What is required:
Please reproduce the data from the line that has "Where can you spot the shrub?" through the line that has "[[169, 121], [171, 54]]", keeping every line in place. Increase each coordinate in the answers by 3.

Data supplied:
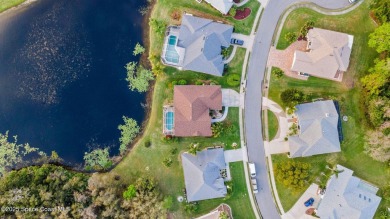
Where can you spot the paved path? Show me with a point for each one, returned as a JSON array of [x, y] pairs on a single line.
[[252, 121], [299, 209], [233, 155], [226, 61]]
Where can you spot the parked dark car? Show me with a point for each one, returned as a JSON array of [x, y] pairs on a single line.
[[309, 202], [237, 41]]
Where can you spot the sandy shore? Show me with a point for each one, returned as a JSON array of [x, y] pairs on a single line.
[[16, 9]]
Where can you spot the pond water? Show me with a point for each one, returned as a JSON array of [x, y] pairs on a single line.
[[62, 76]]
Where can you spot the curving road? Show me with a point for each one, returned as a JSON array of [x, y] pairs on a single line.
[[253, 95]]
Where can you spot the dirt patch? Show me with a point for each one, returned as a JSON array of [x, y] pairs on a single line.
[[241, 14]]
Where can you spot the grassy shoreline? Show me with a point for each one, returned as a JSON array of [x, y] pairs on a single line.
[[8, 4]]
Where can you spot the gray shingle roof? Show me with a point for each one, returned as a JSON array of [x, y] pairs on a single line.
[[202, 174], [329, 53], [347, 196], [221, 5], [202, 41], [318, 134]]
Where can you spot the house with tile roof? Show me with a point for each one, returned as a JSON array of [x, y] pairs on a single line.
[[318, 129], [202, 174], [347, 196], [191, 109], [196, 45], [327, 56], [221, 5]]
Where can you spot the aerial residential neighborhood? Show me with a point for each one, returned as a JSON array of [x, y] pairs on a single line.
[[207, 109]]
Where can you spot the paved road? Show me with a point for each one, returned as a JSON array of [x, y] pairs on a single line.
[[256, 69]]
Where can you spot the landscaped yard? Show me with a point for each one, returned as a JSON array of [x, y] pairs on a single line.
[[273, 125], [238, 200], [149, 160], [348, 93], [6, 4]]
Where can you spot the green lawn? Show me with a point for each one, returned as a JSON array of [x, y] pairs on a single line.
[[142, 160], [238, 200], [273, 125], [348, 93], [170, 11], [6, 4]]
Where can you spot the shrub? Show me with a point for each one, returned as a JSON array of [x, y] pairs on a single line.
[[291, 37], [277, 72], [233, 11], [173, 151], [129, 131], [167, 161], [292, 174], [292, 97], [182, 82], [217, 129], [130, 193], [233, 80], [148, 143]]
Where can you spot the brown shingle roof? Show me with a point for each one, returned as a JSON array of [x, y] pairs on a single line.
[[192, 104]]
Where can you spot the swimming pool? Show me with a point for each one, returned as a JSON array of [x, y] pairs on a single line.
[[169, 121], [171, 54]]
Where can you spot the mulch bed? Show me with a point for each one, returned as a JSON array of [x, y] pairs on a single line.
[[241, 14]]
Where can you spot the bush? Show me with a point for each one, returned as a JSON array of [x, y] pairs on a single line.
[[148, 143], [182, 82], [217, 128], [292, 97], [167, 161], [292, 174], [233, 11], [233, 80], [291, 37], [277, 72]]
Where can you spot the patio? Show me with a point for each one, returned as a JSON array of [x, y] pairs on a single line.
[[283, 58]]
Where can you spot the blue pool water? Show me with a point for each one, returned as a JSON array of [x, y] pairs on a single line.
[[171, 54]]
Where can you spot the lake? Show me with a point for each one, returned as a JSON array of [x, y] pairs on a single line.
[[62, 76]]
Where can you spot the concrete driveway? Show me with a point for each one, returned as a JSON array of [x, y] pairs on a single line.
[[248, 40], [230, 98], [253, 95], [233, 155], [299, 209]]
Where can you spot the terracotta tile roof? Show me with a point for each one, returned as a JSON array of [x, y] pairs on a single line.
[[192, 104]]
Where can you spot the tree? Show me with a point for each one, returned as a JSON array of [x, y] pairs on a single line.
[[129, 131], [157, 25], [291, 37], [97, 159], [12, 153], [194, 148], [217, 129], [380, 38], [130, 193], [233, 11], [139, 77], [138, 49], [379, 76], [381, 10], [277, 72], [292, 174], [168, 202]]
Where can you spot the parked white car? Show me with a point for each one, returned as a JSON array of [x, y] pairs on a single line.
[[252, 170]]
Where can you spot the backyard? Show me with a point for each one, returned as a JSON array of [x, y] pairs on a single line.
[[273, 125], [348, 93], [148, 154], [6, 4]]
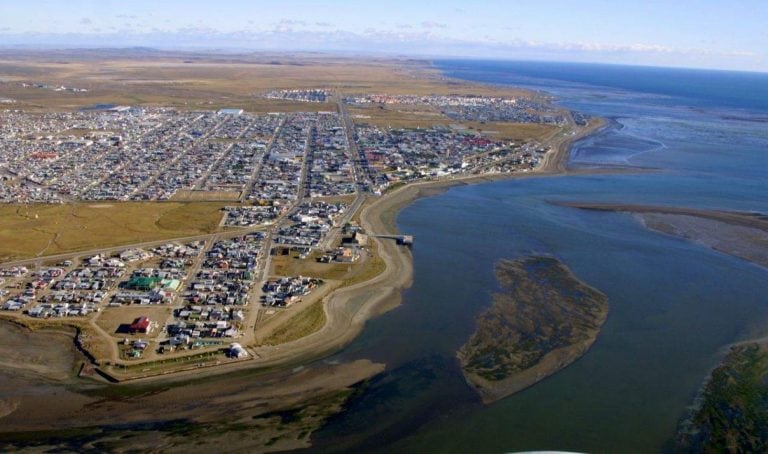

Finished task:
Where can you spot the shrub? Show me with a point for each one, returned as a JSON array of [x, y] pairs on a single line.
[[294, 40], [280, 75], [236, 14], [176, 154], [132, 134], [170, 164], [295, 177], [295, 100], [185, 85], [220, 132], [133, 196], [236, 83], [151, 146]]
Where can you spot the brown shingle roof? Show me with a point for each one, returned as a JSON array of [x, y] pairs on a single line.
[[195, 107]]
Where can you spot the swimming pool? Show me with a point for each one, returned as a JSON array of [x, y] pairs on a single line.
[[172, 124], [174, 57]]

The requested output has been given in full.